** Passage provided **
--- BEGIN ---
Summary
Advanced drilling technology has been widely and successfully applied to
construct multilateral wells in reservoirs. This paper presents several field
applications of a generalized semianalytical segmented model accounting for
multilateral-well systems in commingled layered reservoirs. Cases include a
heavy-oil field, Al Rayyan oil field offshore Qatar, and Dos Cuadras field
offshore California.
The model can predict the production performance under either constant-rate
or constant-pressure conditions of a well system with any number of arbitrarily
oriented laterals of any length and nonuniform formation damage. The reservoir
layers, with different porosities, anisotropic permeabilities, and drainage
areas, are noncommunicating except through the wellbore. The solution is valid
for large reservoirs and when no-flow or constant-pressure boundaries affect
the pressure behavior.
--- END ---
** Data shown **
--- BEGIN ---
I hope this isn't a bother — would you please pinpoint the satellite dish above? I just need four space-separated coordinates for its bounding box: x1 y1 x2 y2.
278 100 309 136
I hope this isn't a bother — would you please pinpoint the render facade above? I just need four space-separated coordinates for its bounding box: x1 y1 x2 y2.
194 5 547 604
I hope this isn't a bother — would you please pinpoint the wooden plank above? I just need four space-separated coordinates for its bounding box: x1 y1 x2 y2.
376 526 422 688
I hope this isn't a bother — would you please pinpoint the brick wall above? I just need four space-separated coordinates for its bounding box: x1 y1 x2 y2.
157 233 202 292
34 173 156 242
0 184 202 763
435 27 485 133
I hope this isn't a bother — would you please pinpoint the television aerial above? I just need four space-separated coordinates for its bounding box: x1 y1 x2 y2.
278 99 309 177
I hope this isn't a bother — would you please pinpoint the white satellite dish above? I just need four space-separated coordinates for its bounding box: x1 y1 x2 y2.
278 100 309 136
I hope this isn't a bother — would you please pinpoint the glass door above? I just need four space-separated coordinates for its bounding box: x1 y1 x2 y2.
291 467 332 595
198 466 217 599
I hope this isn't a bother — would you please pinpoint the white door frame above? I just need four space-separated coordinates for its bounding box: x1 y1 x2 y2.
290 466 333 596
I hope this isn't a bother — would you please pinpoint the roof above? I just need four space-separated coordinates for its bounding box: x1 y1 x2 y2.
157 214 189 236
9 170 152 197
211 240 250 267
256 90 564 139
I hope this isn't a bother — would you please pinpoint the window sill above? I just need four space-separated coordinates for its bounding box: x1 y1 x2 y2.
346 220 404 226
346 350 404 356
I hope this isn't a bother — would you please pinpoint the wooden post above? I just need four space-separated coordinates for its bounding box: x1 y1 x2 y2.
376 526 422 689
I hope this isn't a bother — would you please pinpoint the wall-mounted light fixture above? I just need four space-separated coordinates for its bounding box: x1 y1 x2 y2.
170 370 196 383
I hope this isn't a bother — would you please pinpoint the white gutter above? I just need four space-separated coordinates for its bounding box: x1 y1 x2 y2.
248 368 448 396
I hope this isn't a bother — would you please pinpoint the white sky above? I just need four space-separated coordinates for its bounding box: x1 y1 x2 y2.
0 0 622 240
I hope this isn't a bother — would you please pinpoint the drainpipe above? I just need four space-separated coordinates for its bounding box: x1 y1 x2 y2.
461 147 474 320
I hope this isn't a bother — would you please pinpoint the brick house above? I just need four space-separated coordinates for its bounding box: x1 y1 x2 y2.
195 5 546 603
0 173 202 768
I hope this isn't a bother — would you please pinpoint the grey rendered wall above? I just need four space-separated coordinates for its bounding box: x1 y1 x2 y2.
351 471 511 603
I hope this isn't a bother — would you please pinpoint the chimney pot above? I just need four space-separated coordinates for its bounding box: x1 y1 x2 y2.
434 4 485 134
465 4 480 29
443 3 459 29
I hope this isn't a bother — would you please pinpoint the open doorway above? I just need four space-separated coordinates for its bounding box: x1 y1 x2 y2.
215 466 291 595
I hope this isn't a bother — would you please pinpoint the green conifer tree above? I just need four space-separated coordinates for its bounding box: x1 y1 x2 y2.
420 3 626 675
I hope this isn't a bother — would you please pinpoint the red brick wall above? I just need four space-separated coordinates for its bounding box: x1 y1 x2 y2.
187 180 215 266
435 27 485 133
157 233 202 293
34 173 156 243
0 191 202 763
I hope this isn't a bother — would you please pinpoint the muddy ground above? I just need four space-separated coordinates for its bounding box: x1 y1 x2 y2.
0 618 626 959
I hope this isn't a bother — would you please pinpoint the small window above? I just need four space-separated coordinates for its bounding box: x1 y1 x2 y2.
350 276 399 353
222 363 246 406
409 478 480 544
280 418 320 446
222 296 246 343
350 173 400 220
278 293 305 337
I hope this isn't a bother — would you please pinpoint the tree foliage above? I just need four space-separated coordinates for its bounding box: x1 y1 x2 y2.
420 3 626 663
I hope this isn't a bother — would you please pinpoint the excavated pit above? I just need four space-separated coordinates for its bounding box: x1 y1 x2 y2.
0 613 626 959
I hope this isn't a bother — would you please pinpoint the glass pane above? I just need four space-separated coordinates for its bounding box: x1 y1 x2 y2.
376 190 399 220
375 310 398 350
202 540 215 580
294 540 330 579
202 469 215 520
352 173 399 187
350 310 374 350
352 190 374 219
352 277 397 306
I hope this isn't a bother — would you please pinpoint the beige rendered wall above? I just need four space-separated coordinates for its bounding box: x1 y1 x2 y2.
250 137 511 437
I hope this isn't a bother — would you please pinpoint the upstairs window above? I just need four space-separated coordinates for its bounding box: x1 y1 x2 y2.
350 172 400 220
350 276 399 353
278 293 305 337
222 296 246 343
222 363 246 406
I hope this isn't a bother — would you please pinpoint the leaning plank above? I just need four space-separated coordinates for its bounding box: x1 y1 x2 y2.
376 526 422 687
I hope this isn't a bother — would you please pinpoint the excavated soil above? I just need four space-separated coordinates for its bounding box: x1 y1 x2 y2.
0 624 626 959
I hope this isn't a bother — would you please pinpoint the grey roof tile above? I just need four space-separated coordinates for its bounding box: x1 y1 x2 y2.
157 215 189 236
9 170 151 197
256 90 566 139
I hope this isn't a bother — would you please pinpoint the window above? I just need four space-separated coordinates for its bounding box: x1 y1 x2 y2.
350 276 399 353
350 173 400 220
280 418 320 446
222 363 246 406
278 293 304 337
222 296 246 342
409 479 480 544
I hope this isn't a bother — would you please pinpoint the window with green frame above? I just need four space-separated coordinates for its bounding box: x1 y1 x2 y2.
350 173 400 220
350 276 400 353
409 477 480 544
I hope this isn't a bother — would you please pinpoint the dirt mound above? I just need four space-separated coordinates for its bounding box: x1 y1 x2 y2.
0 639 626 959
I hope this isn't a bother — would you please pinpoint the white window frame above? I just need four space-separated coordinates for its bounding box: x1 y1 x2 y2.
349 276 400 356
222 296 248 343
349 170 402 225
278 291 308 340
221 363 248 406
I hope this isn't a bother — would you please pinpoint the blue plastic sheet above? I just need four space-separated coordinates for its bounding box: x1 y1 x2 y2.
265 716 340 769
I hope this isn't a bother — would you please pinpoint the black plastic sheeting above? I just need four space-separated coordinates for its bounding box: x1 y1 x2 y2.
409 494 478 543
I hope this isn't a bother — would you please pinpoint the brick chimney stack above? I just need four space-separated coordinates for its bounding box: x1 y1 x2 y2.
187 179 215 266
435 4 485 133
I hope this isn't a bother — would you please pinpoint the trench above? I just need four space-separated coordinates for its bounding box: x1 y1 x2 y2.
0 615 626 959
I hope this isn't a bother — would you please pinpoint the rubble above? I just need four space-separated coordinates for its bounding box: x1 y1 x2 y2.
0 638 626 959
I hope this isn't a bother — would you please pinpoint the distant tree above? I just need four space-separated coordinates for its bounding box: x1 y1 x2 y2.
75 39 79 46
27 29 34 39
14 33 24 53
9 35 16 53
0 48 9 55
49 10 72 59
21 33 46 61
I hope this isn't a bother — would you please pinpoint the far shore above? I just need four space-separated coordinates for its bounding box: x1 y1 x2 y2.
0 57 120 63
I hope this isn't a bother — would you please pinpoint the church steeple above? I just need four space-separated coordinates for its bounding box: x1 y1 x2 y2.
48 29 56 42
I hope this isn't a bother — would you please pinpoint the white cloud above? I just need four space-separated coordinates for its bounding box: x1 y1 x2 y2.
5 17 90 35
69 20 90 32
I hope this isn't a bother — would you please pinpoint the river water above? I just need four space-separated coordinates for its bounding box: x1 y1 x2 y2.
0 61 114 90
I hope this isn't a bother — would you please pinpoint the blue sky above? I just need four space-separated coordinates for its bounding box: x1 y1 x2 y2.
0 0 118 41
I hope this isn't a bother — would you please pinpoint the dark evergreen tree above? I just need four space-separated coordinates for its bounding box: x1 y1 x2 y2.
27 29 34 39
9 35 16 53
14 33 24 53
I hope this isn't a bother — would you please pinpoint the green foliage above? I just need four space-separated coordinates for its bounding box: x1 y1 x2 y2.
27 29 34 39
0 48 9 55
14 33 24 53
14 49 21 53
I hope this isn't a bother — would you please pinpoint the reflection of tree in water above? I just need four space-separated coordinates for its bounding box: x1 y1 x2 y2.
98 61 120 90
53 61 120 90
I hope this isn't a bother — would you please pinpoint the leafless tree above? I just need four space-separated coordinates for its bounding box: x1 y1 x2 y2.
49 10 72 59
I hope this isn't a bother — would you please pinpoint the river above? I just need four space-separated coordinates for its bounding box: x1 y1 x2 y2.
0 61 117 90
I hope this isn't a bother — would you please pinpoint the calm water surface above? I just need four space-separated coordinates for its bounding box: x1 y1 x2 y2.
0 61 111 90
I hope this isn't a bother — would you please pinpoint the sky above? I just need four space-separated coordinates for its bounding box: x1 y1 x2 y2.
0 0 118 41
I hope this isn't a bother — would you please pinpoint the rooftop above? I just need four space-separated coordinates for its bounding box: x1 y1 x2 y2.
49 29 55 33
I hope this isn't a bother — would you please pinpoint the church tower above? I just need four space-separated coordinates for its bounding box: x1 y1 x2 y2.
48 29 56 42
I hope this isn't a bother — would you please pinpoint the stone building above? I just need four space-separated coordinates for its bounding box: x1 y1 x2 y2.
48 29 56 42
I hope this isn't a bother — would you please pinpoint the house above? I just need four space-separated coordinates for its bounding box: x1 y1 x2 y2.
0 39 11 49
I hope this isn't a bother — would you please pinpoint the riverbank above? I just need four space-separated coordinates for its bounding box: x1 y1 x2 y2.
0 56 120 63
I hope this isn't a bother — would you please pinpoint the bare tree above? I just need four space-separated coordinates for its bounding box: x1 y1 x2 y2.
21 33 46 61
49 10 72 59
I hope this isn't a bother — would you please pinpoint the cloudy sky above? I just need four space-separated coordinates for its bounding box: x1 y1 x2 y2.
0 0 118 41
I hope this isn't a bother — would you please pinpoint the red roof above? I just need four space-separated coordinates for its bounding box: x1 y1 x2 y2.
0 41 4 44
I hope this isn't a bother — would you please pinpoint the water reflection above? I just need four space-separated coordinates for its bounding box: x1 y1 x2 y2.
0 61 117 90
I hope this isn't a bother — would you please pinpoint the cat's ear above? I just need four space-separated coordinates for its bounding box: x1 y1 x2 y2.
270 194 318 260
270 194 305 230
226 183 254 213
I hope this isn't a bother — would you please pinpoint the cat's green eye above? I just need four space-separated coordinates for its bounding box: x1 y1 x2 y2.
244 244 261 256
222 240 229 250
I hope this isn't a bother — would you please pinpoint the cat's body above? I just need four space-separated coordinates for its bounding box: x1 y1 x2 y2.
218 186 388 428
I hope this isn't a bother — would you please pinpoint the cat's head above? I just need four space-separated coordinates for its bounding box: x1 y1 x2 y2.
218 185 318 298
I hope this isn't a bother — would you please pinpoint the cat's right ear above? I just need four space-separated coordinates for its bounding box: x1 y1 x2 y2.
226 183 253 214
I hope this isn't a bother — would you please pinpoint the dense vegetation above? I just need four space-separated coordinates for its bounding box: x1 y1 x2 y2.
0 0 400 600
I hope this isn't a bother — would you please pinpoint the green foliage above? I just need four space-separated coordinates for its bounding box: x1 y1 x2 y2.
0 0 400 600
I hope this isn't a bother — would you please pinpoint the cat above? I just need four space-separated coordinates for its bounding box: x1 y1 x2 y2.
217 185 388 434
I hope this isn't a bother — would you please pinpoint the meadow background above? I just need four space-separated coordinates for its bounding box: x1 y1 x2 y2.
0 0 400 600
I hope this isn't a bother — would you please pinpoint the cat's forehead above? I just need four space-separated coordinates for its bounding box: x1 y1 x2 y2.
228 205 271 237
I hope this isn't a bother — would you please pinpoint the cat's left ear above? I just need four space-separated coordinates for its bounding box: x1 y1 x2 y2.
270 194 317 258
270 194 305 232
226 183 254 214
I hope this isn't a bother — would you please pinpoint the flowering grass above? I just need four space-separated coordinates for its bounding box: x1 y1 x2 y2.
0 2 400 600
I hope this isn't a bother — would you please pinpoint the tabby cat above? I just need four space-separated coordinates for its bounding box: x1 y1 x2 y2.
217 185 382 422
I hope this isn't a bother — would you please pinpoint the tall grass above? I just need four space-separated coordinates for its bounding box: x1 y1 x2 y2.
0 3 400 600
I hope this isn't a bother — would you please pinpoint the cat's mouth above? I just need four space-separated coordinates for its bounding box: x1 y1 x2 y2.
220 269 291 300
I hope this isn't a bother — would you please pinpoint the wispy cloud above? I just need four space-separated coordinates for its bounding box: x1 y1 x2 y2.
--- END ---
** Problems to solve **
1. Copy the summary on multilateral wells word for word, from "The model can" to "the pressure behavior.".
2. Write the next part of the summary on multilateral wells, beginning after its last sentence.

** Exercise responses **
1.
The model can predict the production performance under either constant-rate
or constant-pressure conditions of a well system with any number of arbitrarily
oriented laterals of any length and nonuniform formation damage. The reservoir
layers, with different porosities, anisotropic permeabilities, and drainage
areas, are noncommunicating except through the wellbore. The solution is valid
for large reservoirs and when no-flow or constant-pressure boundaries affect
the pressure behavior.

2.
Results of applying this method in the field cases showed that the model
enabled us to predict multilateral-well performance, to obtain information
about reservoir connectivity, and to estimate well and reservoir properties in
a multilayer system. Uncertainty caused by the large number of unknown
parameters in such a complex system represents the main challenge in using this
method. It is recommended to use other means together with pressure transient
data to reduce the uncertainty.
The presented model and the lessons learned from the field applications
provide engineers with a tool enabling the use of transient data collected from
multilateral wells in multilayer systems for reservoir characterization and
performance forecast.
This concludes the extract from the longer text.